What you will do » Retype each entry below, keeping every character the same.

Entries taken from a collection
###

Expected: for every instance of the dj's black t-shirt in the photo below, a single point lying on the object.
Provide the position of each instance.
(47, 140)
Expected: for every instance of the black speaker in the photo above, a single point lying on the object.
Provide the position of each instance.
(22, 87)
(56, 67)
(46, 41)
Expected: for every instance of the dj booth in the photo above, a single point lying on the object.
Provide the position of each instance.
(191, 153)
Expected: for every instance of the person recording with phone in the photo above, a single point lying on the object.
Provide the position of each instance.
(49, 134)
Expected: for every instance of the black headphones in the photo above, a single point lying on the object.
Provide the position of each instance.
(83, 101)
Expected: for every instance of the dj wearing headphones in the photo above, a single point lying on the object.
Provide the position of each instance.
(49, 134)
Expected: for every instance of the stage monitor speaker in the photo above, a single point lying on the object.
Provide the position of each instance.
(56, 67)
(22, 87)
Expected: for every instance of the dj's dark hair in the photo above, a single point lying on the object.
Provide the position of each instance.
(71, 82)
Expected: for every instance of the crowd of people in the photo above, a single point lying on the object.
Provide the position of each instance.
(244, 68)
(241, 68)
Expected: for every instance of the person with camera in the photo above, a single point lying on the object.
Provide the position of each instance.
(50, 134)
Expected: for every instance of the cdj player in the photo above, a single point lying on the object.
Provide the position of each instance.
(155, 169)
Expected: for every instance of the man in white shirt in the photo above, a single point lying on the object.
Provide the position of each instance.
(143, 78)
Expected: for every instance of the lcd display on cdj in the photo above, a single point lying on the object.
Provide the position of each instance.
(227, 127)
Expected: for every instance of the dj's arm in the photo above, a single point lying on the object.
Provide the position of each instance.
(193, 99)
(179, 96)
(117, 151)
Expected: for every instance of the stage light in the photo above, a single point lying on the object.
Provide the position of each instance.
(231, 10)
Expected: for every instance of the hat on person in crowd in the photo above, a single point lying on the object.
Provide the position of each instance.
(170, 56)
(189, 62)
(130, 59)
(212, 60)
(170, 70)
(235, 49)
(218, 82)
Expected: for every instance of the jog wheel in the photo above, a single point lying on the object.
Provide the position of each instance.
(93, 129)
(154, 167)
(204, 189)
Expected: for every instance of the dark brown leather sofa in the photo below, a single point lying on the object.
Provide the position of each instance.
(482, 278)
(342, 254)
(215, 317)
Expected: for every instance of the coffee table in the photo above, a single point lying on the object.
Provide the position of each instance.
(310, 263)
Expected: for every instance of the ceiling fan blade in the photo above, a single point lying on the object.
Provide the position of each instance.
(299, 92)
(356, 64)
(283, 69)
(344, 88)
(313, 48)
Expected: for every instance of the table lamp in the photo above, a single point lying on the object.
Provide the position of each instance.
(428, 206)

###

Completed task »
Expected: for every instance of the dj's black t-shirt in the photo below, a single point lying on the object.
Provide the position of each instance.
(47, 140)
Expected: for every instance of the black speaker in the photo above, a single point lying on the object.
Provide the position of each instance.
(22, 87)
(56, 67)
(46, 41)
Expected: for every instance of the dj booth in the photo above, a single point lying on the object.
Provide the position of each instance.
(191, 153)
Expected: for every instance of the person recording with phone in the photo above, a single point lying on the object.
Provide the position of each instance.
(49, 134)
Expected: for every instance of the black headphones in the photo above, a single point lying on the object.
Provide the position of each instance.
(83, 101)
Expected: for every instance of the dj wearing headphones in the photo above, a single point lying on the object.
Provide the position of each instance.
(49, 134)
Expected: for every instance of the stage monitor speaker in the photo above, a single point lying on the object.
Provide the position of each instance.
(56, 67)
(22, 87)
Expected: for every instance of the dj's dark hair in the photo above, a single point lying on the object.
Provide the position of each instance.
(71, 82)
Expected: for every instance of the crowd of people in the photo above, a single point lying on the object.
Provide the position of each instance.
(244, 68)
(241, 68)
Expected: for every instance of the person with camera in the photo above, a single point lying on the object.
Provide the position of each instance.
(50, 134)
Expected: for every instance of the cdj player in the photo above, a single point lying on the object.
Provide the position of each instance.
(155, 169)
Expected: for every instance of the man in white shirt in the photo above, a single point lying on the object.
Provide the position of each instance.
(143, 78)
Expected: for every instance of the lcd display on cdj in the photo above, a single point lying on the object.
Provide the position of each instance.
(227, 127)
Expected: for every instance of the dj's arm in the photo above, a single point lying on the object.
Provide the position of each instance.
(193, 99)
(179, 96)
(117, 151)
Expected: for every instance of the stage light in the photo above, a single point lying on the object.
Provide the position of each instance.
(231, 10)
Expected: for every instance of the hat on person in crowd in the photo above, a single point lying on the object.
Provide the position of each instance.
(170, 56)
(189, 62)
(130, 59)
(212, 60)
(170, 70)
(235, 49)
(218, 82)
Expected: for every instance of the jog wheel in the photo above, a single point lying on the object.
Provide the position of each instance.
(93, 129)
(154, 167)
(204, 189)
Expected: for every instance of the dark brown leather sofa in the photo below, a single point lying on the object.
Provide the position of each instance.
(482, 278)
(342, 254)
(215, 317)
Expected: for every instance of the coffee table in the photo above, a single point lying on the object.
Provide the position of each instance.
(310, 263)
Expected: for every instance of the ceiling fan blade in the photo above, a single point lying on the object.
Provide the position of each instance.
(299, 92)
(356, 64)
(283, 69)
(344, 88)
(313, 48)
Expected: for every instance of the table lamp in the photo above, a single point lying on the object.
Provide the position of each instance.
(428, 206)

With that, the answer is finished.